▶ Requirement:
Restate verbatim the span of lines below between the line with "Put one point on every instance of the ear in" and the line with "Target: oil droplet on soup", including those two lines, and only that span.

(Natural language region descriptions)
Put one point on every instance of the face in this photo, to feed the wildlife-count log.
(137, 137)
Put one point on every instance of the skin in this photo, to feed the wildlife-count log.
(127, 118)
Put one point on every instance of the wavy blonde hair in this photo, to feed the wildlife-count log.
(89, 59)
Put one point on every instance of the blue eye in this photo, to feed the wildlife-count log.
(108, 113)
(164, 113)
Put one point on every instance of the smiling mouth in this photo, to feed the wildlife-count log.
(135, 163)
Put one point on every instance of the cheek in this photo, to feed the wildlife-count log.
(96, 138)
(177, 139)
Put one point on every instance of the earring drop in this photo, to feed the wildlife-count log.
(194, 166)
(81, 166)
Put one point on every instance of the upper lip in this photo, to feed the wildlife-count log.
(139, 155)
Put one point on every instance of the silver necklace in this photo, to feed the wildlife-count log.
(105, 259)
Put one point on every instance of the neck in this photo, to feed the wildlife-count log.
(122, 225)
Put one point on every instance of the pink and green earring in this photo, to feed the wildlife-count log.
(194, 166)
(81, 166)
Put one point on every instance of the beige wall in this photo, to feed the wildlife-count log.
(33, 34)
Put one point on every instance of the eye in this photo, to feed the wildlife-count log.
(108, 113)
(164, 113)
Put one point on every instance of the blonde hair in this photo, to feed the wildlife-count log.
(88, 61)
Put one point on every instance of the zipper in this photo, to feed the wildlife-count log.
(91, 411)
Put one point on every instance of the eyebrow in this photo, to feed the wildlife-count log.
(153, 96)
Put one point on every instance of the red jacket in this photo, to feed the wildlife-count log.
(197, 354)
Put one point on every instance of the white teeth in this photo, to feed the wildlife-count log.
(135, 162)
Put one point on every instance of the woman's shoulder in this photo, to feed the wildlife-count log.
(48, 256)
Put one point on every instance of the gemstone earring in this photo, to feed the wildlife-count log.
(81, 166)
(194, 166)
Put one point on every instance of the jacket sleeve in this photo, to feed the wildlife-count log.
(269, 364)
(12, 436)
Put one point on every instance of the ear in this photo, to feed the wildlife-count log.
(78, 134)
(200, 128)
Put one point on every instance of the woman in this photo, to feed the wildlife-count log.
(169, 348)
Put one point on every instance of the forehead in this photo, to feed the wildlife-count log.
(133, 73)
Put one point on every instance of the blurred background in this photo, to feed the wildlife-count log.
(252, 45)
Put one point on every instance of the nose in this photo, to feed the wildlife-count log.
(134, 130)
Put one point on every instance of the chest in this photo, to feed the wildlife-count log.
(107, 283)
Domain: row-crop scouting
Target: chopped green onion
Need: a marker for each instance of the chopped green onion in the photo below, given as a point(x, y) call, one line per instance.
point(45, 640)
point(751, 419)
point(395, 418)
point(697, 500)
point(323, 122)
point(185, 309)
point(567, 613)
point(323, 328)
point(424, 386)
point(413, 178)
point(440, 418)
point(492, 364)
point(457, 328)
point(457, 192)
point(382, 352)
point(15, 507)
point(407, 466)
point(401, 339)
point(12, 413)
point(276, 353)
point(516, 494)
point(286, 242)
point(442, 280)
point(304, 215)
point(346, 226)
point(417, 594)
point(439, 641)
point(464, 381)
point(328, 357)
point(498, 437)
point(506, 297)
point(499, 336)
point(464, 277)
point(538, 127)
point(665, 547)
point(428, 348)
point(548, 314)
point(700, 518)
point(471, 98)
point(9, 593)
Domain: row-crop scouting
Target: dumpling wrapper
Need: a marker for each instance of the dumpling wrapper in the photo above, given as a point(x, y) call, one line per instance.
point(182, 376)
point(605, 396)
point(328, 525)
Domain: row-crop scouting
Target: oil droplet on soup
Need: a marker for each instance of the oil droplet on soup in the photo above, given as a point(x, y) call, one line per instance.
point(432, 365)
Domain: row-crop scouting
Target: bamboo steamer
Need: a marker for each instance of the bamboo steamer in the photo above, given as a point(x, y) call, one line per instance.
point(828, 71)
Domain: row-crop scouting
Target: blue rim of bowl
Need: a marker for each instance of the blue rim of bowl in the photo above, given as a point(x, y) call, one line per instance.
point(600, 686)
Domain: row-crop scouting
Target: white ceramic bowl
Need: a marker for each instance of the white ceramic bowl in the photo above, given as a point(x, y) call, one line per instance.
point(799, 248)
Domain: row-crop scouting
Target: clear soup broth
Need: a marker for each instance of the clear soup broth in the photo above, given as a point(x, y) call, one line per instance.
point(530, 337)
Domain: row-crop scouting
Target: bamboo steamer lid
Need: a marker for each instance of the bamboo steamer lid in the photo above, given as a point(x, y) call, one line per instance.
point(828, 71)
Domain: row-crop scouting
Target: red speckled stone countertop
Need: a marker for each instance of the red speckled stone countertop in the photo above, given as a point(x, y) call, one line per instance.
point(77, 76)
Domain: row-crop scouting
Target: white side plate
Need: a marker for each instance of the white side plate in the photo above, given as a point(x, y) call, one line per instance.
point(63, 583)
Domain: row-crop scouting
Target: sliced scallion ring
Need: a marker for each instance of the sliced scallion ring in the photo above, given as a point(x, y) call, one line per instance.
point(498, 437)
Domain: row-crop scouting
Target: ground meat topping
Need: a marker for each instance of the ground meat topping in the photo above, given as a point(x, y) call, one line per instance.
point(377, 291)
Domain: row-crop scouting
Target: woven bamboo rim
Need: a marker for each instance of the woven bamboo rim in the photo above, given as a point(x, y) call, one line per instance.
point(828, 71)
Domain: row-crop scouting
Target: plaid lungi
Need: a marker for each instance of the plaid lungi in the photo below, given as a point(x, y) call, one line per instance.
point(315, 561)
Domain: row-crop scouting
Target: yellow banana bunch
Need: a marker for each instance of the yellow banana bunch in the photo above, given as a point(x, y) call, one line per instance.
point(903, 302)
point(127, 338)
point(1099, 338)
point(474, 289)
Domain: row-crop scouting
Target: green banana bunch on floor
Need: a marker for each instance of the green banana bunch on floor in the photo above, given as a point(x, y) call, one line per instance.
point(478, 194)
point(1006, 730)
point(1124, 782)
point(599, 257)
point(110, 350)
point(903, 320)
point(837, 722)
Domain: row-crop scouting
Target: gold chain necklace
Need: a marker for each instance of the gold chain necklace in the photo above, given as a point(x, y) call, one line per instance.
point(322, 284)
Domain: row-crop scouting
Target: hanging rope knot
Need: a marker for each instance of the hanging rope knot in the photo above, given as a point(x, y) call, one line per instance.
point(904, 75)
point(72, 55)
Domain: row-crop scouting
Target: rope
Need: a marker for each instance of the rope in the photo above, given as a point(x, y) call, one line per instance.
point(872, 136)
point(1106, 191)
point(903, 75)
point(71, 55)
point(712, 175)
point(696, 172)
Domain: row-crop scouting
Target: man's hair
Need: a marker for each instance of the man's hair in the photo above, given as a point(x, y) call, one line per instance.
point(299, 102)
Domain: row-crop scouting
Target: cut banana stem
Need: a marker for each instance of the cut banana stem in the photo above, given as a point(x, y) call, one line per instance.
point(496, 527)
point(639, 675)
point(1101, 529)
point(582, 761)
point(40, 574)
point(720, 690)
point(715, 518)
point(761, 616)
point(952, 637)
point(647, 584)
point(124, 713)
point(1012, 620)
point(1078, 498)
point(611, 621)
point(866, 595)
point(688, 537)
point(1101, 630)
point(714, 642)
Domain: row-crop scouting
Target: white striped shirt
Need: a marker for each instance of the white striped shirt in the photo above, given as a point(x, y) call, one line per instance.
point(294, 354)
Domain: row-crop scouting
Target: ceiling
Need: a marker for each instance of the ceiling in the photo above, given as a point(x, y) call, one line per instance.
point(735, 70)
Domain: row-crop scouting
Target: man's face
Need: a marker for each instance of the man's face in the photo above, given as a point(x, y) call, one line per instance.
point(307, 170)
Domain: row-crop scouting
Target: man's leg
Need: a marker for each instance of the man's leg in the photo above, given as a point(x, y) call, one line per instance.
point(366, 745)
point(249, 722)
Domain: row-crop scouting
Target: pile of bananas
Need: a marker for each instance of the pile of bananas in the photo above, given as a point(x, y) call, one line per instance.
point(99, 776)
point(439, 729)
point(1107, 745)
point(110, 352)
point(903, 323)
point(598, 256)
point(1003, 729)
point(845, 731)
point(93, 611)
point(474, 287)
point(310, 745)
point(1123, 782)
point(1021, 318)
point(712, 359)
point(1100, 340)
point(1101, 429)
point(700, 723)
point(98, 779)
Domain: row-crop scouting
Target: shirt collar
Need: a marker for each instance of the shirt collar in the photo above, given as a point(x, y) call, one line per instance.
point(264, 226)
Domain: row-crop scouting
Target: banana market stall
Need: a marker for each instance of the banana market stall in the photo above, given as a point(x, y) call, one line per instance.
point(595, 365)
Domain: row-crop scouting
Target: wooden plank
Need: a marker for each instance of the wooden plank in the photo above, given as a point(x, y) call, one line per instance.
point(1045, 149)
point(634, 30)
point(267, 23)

▶ Result of the exercise:
Put one point on every instance of the ear in this photo, to feed the wildlife-count log.
(78, 134)
(200, 128)
Put one point on every instance of the woman in this photo, to feed the wildlife-count log.
(169, 348)
Put one point on every instance of the forehead in this photo, to feed the wildlife-count log.
(133, 73)
Put one point on every instance of the blurred background in this photo, to feed the wildlife-count log.
(252, 45)
Put one point on every instance of the nose in this photo, to feed the wildlife-count log.
(134, 130)
Put one point on every instance of the chest in this photo, to feed the wildlife-count log.
(107, 283)
Domain: row-crop scouting
Target: chopped green onion
Need: a marker for each instance of the chopped green onion in the photo below, given as a point(x, y) call, one line per instance.
point(45, 640)
point(751, 419)
point(395, 418)
point(697, 500)
point(323, 122)
point(185, 309)
point(567, 613)
point(323, 328)
point(424, 386)
point(413, 178)
point(440, 418)
point(492, 364)
point(457, 328)
point(457, 192)
point(382, 352)
point(15, 507)
point(407, 466)
point(401, 339)
point(12, 413)
point(276, 353)
point(516, 494)
point(286, 242)
point(442, 280)
point(304, 215)
point(346, 226)
point(417, 594)
point(439, 641)
point(464, 381)
point(328, 357)
point(498, 437)
point(506, 297)
point(499, 336)
point(464, 277)
point(538, 127)
point(665, 547)
point(428, 348)
point(548, 314)
point(700, 518)
point(471, 98)
point(9, 593)
Domain: row-crop scouting
Target: dumpling wrapper
Need: a marker for each instance of the dumpling wrapper in the photo above, given as a point(x, y) call, one line per instance.
point(182, 376)
point(605, 396)
point(328, 525)
Domain: row-crop scouting
Target: oil droplet on soup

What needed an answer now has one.